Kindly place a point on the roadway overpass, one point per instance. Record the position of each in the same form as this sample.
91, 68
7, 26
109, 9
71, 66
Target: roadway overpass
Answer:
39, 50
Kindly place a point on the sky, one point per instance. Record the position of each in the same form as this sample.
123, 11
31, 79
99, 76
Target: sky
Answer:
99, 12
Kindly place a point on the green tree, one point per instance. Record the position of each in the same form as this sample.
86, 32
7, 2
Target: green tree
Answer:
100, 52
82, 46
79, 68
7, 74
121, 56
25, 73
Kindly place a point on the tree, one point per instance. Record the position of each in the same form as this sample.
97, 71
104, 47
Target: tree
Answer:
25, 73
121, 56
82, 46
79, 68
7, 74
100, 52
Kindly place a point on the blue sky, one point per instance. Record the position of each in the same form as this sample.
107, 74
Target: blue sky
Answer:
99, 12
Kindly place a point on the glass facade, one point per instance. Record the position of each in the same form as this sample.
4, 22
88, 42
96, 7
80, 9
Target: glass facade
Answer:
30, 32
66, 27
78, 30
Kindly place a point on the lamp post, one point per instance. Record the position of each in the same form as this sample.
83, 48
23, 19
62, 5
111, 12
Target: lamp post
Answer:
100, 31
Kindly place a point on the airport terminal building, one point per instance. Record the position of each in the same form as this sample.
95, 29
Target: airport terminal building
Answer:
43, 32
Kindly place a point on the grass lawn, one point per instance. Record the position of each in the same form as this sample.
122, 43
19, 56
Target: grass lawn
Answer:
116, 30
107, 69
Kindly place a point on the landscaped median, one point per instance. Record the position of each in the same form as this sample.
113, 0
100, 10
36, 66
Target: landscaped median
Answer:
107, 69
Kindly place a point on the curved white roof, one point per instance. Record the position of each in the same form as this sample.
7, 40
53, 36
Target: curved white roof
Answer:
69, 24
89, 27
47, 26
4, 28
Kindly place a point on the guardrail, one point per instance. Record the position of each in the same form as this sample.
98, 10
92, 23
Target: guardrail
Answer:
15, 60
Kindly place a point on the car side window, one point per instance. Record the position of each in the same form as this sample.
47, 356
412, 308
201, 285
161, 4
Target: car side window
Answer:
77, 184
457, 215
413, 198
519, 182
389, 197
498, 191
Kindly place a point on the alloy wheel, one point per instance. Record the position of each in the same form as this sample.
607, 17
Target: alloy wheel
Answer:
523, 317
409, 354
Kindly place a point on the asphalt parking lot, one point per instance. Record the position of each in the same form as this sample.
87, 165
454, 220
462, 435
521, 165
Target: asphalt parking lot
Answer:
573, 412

==============================

Set task: Rewrite all the lines of the records above as a single numbered list, skipping any blank lines.

Output for this task:
1. Kindly place a point on the roadway overpass, one point per instance. Record the position of each in the same form as this sample.
2. 91, 68
3. 7, 26
4. 109, 9
5. 71, 66
6. Target: roadway overpass
7. Answer:
8. 39, 50
9. Kindly place a point on the sky, one point per instance. Record the position of each in the same form as this sample.
10. 123, 11
11. 31, 79
12. 99, 76
13. Target: sky
14. Answer:
15. 99, 12
16. Kindly place a point on the green tree, one point per instance. Record the position of each in the same form as this sample.
17. 86, 32
18. 7, 2
19. Target: green tree
20. Answer:
21. 100, 52
22. 82, 46
23. 79, 68
24. 7, 74
25. 121, 56
26. 25, 73
27. Kindly place a point on the tree, one point per instance. Record the position of each in the same form as this sample.
28. 97, 71
29. 104, 47
30. Target: tree
31. Answer:
32. 25, 73
33. 121, 56
34. 82, 46
35. 79, 68
36. 7, 74
37. 100, 52
38. Kindly place a point on the blue sky, one point per instance. Record the position of each in the same form as this sample.
39. 107, 74
40. Target: blue sky
41. Answer:
42. 99, 12
43. Kindly place a point on the glass facade, one point per instance. Record the position of each in the same form as this sample.
44. 4, 22
45. 88, 42
46. 96, 7
47. 80, 9
48. Target: glass facade
49. Answer:
50. 30, 32
51. 66, 27
52. 78, 30
53. Kindly place a point on the lamp post, one point per instance. Record the position of each in the same form as this sample.
54. 83, 48
55. 23, 19
56. 62, 5
57. 111, 12
58. Target: lamp post
59. Answer:
60. 100, 31
61. Kindly place a point on the airport terminal building, one point per instance. Record the position of each in the same form as this sample.
62. 95, 29
63. Target: airport terminal building
64. Answer:
65. 43, 32
66. Kindly place a point on the grass lawn, one point per instance. Record the position of each in the same form as this sample.
67. 122, 43
68. 19, 56
69. Target: grass lawn
70. Answer:
71. 116, 30
72. 107, 69
73. Kindly place a point on the landscaped median, one point per instance. Record the position of each in the same form as this sample.
74. 113, 0
75. 100, 10
76. 36, 66
77. Target: landscaped median
78. Answer:
79. 107, 69
80. Kindly place a point on the curved white roof, one point per instance. Record the position of each in the same form as this sample.
81. 7, 40
82. 53, 36
83. Target: curved white roof
84. Answer:
85. 69, 24
86. 89, 27
87. 47, 26
88. 4, 28
89. Kindly place a point on the guardrail, one point per instance. Record the position of each in the same form as this sample.
90. 98, 10
91. 92, 23
92. Target: guardrail
93. Answer:
94. 15, 60
95. Kindly place a point on the car side window, one point per instance. Record the position of each in the same form as this sample.
96. 47, 356
97. 412, 308
98. 201, 285
99. 161, 4
100. Target: car side window
101. Answer:
102. 77, 184
103. 457, 215
104. 413, 198
105. 519, 182
106. 389, 197
107. 498, 191
108. Kindly place a point on the alloy wheel, one point per instance. Record the position of each in the same form as this sample.
109. 607, 17
110. Target: alloy wheel
111. Answer:
112. 523, 317
113. 409, 354
114. Kindly place a point on the asphalt parking lot, one point per instance. Record the position of each in the same form as this sample.
115. 87, 165
116. 454, 220
117. 462, 435
118. 521, 165
119. Target: asphalt parking lot
120. Answer:
121. 573, 412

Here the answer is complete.